= Problem to work on =
Copy, without any change, every line from the one containing "target | dirt ground" through the last line, inclusive.

====== Supplied data

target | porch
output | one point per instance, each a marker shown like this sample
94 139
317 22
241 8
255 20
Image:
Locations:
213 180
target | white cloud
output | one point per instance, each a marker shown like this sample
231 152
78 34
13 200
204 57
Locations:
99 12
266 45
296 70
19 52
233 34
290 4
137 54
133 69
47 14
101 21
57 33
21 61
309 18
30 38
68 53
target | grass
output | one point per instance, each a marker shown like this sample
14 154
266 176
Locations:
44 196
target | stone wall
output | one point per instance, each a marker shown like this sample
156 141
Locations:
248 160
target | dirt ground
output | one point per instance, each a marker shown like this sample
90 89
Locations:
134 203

============

= Exercise response =
target | dirt ground
output | one point per instance, each a marker shown like this sample
90 89
Locations:
134 203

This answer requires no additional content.